• **Goals**
• 1. In the bug report below, which MySQL version is listed?
• 2. Write out the bug report passage that runs from "I spent some" down to "number of issues.".
• 3. List every length of time mentioned in the description section of the bug report below.

• **Passage to read**
##########

Bug #106390 CREATE TABLE performance in MySQL 8 is considerably slower than 5.7
Submitted: 7 Feb 10:08 Modified: 8 Feb 23:49
Reporter: Jacob Thomason Email Updates:
Status: Duplicate Impact on me:
None 
Category:MySQL Server Severity:S5 (Performance)
Version:8.0.28 OS:Debian
Assigned to: CPU Architecture:Any

[7 Feb 10:08] Jacob Thomason
Description:
We recently upgraded our database to version 8, excited to make use of CHECK constraints for some improved data integrity.  Everything went pretty smooth overall until we got to running our tests.

We saw about a 6x hit on our integration tests on version 8.  Going from about 4m on 5.7 to ~20m on MySQL 8.  I ended up spending the 3 days exploring a number of options to squeeze more performance out of MySQL 8.  Unfortunately, I was unable to do so.

For every single integration test, we import an sql dump file, basically resetting our test db to a baseline, with our default fixtures.  This works quite well and it's simple.  This results in the time difference between 5.7 and version 8.

I spent some time refactoring our logic for this to utilize the new `util.dumpSchemas` and `util.loadDump` functions through the mysql shell.  These are pretty cool and while it did seem like the performance was an improvement, there were a number of issues.

Firstly, you don't have any way to use these tools to replace a database in place.  You must `DROP` a database and then load an entire schema.  There isn't any other way to get what's needed.  I suspect this results in some additional cycles with the DROP.

##########

• **Supplied records**
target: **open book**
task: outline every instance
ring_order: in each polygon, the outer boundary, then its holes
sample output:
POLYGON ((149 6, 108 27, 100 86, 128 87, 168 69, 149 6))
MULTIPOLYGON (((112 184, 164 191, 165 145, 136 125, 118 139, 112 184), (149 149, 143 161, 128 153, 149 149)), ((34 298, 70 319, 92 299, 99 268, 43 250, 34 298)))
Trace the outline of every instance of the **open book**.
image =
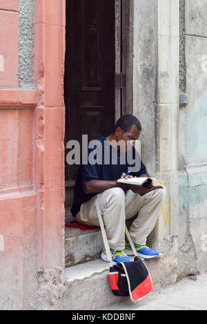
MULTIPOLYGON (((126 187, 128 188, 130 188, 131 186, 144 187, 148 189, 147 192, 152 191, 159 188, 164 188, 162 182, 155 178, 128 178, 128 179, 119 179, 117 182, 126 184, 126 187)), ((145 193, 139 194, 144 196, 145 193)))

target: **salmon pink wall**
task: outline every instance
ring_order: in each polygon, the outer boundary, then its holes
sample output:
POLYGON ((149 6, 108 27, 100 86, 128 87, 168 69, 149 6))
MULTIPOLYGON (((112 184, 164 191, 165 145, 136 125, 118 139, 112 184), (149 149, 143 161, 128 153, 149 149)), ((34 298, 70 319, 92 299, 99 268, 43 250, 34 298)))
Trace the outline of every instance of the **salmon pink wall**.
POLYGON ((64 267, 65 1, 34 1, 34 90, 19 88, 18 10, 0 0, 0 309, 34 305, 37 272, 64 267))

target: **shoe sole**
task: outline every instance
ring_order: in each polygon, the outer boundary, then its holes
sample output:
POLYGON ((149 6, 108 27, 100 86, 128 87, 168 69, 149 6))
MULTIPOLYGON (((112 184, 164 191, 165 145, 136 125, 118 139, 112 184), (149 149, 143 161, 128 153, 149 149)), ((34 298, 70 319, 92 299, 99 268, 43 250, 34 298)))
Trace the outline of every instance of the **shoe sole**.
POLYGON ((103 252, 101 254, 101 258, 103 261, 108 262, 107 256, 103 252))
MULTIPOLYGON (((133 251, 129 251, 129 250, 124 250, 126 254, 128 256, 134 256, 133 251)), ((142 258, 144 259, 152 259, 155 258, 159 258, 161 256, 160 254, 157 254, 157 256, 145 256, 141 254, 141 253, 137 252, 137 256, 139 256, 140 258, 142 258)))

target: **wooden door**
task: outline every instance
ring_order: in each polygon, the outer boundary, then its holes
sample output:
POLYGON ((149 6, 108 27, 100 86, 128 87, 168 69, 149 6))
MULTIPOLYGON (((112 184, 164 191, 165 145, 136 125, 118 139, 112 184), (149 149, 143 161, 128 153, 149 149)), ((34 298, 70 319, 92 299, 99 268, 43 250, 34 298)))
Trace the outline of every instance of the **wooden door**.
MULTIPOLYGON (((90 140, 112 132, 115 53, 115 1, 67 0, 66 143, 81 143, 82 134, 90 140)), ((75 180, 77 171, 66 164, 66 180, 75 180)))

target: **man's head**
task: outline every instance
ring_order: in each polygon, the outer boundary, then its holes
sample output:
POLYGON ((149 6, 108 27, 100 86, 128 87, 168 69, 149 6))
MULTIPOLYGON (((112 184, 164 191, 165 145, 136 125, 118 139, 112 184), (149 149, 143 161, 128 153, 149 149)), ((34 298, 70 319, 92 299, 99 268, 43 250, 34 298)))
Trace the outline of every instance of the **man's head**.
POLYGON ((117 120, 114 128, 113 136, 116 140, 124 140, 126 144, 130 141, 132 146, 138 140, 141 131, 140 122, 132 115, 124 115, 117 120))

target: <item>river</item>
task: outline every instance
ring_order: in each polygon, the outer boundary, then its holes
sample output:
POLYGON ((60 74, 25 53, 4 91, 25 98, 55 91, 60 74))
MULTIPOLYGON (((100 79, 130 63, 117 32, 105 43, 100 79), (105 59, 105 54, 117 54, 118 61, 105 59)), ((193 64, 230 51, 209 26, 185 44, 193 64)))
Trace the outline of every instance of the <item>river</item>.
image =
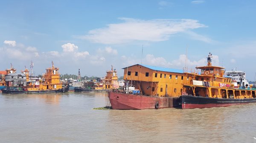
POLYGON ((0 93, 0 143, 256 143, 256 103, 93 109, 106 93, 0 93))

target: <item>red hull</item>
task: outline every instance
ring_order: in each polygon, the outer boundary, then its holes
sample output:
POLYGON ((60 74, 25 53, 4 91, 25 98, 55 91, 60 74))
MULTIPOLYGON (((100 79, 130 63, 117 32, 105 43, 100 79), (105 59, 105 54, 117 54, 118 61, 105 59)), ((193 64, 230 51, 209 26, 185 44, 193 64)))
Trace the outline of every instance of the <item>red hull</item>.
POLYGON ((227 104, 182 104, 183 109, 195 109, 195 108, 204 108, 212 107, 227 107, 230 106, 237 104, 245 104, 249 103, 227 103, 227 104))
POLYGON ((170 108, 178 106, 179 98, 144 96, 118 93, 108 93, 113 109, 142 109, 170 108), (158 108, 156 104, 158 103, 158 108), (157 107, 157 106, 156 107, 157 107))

##########

• **Solutions to the exercise**
• 1. 8.0.28

• 2.
I spent some time refactoring our logic for this to utilize the new `util.dumpSchemas` and `util.loadDump` functions through the mysql shell.  These are pretty cool and while it did seem like the performance was an improvement, there were a number of issues.

• 3.
- About 4m (integration tests on 5.7)
- ~20m (integration tests on MySQL 8)
- 3 days (spent exploring options)